• _WHAT YOU WILL DO_
Could you retype every one of the records below word for word, leaving the pictures out of your answer?

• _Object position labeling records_

• • • • • • •

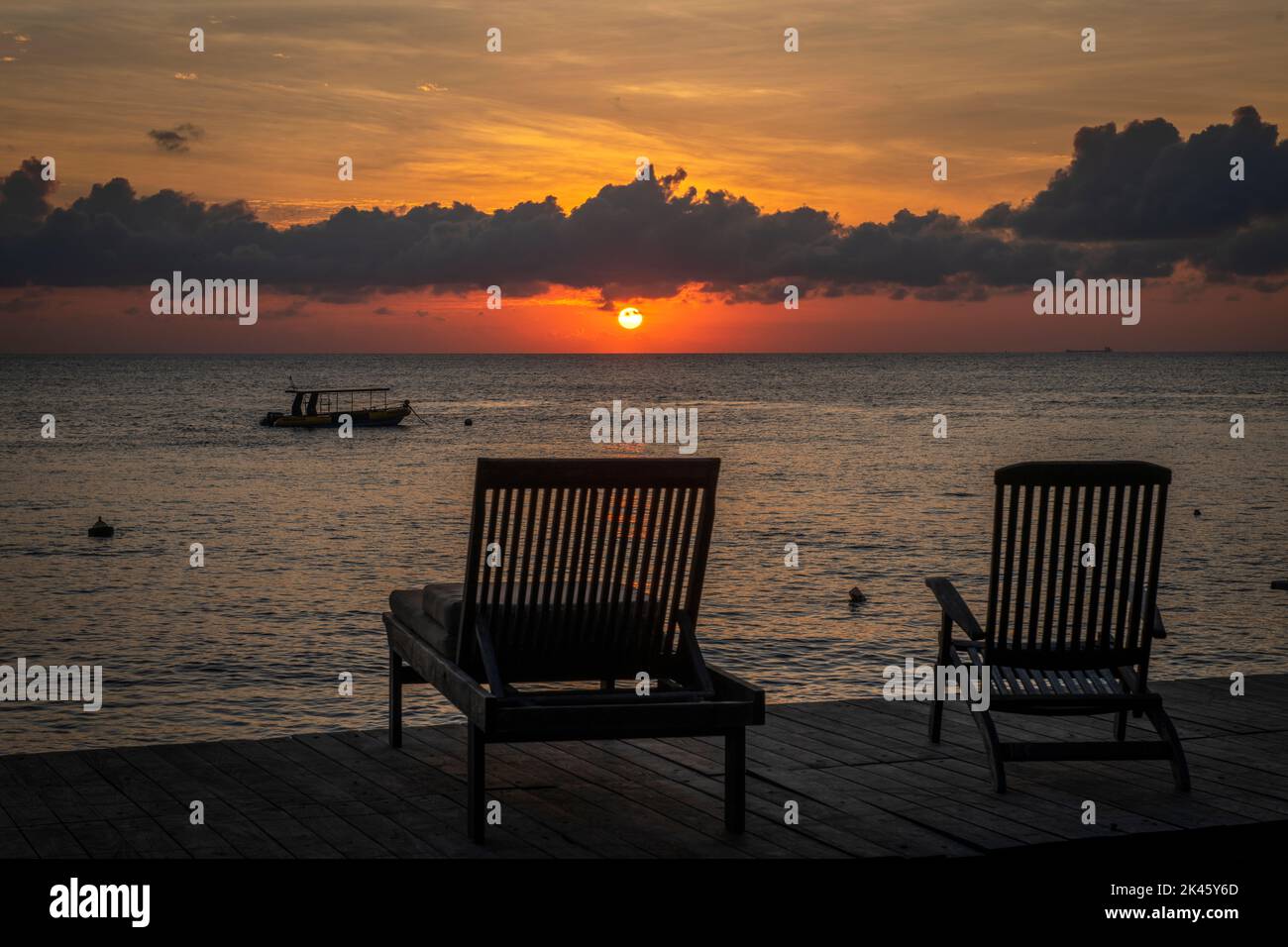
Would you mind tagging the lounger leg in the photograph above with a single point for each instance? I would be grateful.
(475, 809)
(936, 709)
(394, 698)
(1163, 724)
(992, 746)
(735, 780)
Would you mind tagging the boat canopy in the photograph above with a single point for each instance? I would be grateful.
(334, 390)
(312, 401)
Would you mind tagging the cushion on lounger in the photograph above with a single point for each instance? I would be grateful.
(434, 612)
(407, 607)
(442, 602)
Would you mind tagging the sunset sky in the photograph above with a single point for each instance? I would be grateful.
(819, 159)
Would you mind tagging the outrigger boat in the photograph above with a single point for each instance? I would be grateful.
(322, 407)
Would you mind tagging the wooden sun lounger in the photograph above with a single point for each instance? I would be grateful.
(576, 571)
(1061, 637)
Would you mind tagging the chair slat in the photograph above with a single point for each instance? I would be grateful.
(1038, 562)
(1021, 581)
(1127, 552)
(1046, 611)
(1072, 560)
(1141, 569)
(1109, 571)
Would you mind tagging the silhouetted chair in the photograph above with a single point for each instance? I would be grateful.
(1061, 637)
(576, 571)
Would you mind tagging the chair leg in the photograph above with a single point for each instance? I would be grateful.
(735, 780)
(475, 808)
(992, 746)
(1167, 732)
(394, 698)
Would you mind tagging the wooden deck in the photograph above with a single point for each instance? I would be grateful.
(867, 781)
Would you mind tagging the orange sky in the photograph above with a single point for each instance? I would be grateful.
(579, 93)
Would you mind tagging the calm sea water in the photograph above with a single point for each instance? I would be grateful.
(305, 534)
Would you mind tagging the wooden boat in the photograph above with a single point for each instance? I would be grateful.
(322, 407)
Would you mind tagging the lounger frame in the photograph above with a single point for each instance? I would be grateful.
(599, 579)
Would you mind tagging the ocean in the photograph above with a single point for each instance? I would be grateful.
(305, 534)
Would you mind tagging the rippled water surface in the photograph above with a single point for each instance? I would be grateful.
(305, 534)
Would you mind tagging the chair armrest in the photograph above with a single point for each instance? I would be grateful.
(954, 607)
(1159, 630)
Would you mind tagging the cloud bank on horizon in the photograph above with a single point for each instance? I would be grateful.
(1132, 202)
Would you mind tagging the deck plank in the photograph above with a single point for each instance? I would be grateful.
(866, 779)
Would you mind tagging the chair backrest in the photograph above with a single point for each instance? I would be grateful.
(1044, 608)
(592, 562)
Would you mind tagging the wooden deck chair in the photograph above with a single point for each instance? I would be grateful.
(1061, 637)
(581, 574)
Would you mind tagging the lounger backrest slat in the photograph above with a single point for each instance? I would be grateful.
(581, 570)
(1077, 552)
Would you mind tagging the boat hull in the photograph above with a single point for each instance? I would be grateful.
(376, 418)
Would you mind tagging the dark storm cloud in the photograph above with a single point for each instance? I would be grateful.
(1132, 204)
(1145, 182)
(175, 140)
(22, 197)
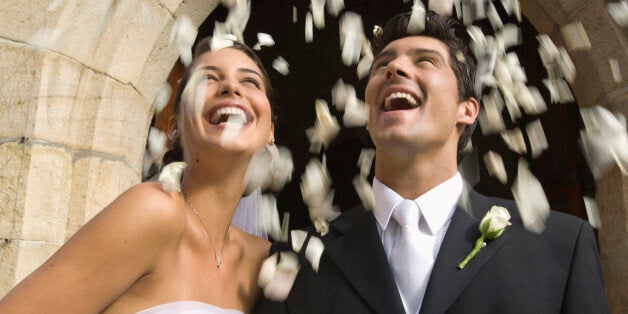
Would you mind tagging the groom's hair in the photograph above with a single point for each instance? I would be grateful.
(454, 35)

• • • • • • •

• _COMPLETED EXERCISE_
Would you mind tagging the lounger leg in the photograph above with a single point for each instance? I would be grateful.
(475, 809)
(936, 709)
(394, 698)
(1163, 724)
(992, 746)
(735, 780)
Would you mind tagging the boat canopy in the photograph above with a single point for each instance? I would be grateful.
(334, 390)
(312, 401)
Would you mind tagging the cushion on lounger in the photograph above with a single point for each instance? I would be grateful.
(434, 612)
(407, 607)
(442, 602)
Would you mind tagging the sunset sky in the photograph above with a single point for each instance? I would be grateful.
(819, 159)
Would you mind tagging the outrigger boat in the photograph above with a single point for each instance? I would be grateful.
(322, 407)
Would you mind tagging the wooden sun lounger in the photograph above with a single point for each instance? I would be grateful.
(576, 571)
(1061, 637)
Would you mind tagging the chair slat in the photograph above with a single point for each instance? I would be grateful.
(1038, 562)
(1021, 581)
(1127, 552)
(1046, 611)
(1072, 560)
(1141, 569)
(1109, 571)
Would you mind tagging the silhouetted chair in the photograph above with a single point for each instance? I would be grateful.
(1061, 637)
(576, 571)
Would you mind tagging the chair leg in the photograph above with a single point for each instance? I would be grateful.
(735, 780)
(475, 808)
(992, 746)
(1167, 732)
(394, 698)
Would you mind tagging the wooden deck in the photograph above with a single point for each instance? I would be grateful.
(867, 781)
Would you mind tagging the orange sky in the photograph above with a single point for each instance? I would be grateful.
(579, 93)
Would you mind tagging the calm sea water in the photograph above with a single point for each instance? I would be grateful.
(305, 534)
Would you mind tagging the wooden boat in the photograph above with a single point for each instance? I would be grateful.
(322, 407)
Would you mind tagging the lounger frame in the photograph above with a single point for each instance? I would be grateful.
(599, 579)
Would you mind tagging the ocean in the photograph above with a single point for each instance? I would be grateful.
(305, 534)
Would you mind tagging the rippled water surface in the photograph above with a single point for each instance? I would be grateful.
(305, 534)
Would you mind tagging the chair armrest in the photograph above with a single point for each instance? I would be grateful.
(954, 607)
(1159, 630)
Would you mind tagging the cloud bank on horizon in the photograph above with a single point for each instance? I would be grateful.
(1132, 202)
Would you mind tagging the deck plank in the photograph above with a single point for each instance? I would be grateful.
(866, 779)
Would you mind tagging the chair backrest in the photograph above with a single point for each instance? I would be grateful.
(1044, 608)
(592, 562)
Would you mind tagging the wooden deck chair in the photograph above with a single point for each instance? I would be grateful.
(1061, 637)
(581, 574)
Would you mind tagging the lounger backrest slat in the photograph above with a single point for each instance? I would be grateful.
(581, 570)
(1077, 552)
Would you mind tagging the boat hull in the photograph above with a single point for each instance? I would be grateful.
(376, 418)
Would you mind tagging the dark storm cloud in the photograph above with a single point for each instance? I would be grateful.
(1132, 204)
(1145, 182)
(175, 140)
(22, 197)
Would you mind tagging the groom's hair in the photograph above with a single point for each instance? I would be grateful.
(454, 35)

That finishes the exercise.